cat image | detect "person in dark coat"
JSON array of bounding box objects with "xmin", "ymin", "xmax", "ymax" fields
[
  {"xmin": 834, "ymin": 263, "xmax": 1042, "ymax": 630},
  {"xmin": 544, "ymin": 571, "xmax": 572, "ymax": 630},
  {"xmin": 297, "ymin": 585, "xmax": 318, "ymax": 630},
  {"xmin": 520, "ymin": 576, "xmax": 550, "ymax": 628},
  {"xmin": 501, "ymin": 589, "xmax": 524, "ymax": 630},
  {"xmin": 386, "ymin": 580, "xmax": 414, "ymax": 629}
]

*PROBLEM REQUIREMENTS*.
Give back each entry so that it matches the original word for word.

*EXERCISE OUTPUT*.
cat image | detect "person in dark coat"
JSON array of bounding box objects with "xmin", "ymin", "xmax", "ymax" fields
[
  {"xmin": 834, "ymin": 263, "xmax": 1042, "ymax": 630},
  {"xmin": 544, "ymin": 571, "xmax": 572, "ymax": 630},
  {"xmin": 297, "ymin": 585, "xmax": 318, "ymax": 630},
  {"xmin": 520, "ymin": 576, "xmax": 550, "ymax": 628},
  {"xmin": 501, "ymin": 589, "xmax": 524, "ymax": 630},
  {"xmin": 386, "ymin": 580, "xmax": 414, "ymax": 629}
]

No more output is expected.